--- begin ---

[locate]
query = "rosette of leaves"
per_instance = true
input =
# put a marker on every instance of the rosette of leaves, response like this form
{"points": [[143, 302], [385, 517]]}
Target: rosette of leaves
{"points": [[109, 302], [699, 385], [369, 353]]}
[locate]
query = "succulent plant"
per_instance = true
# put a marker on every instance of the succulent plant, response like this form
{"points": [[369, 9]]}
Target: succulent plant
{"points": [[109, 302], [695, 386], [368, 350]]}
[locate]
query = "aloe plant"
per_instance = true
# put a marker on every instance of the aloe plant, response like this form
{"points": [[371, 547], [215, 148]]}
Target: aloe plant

--- end ---

● **Goal**:
List each line in the entries above that contains the word "succulent", treating uppercase and lowercase letters as different.

● **Task solution**:
query = "succulent plant"
# put a marker on every instance of the succulent plant, response like this form
Target: succulent plant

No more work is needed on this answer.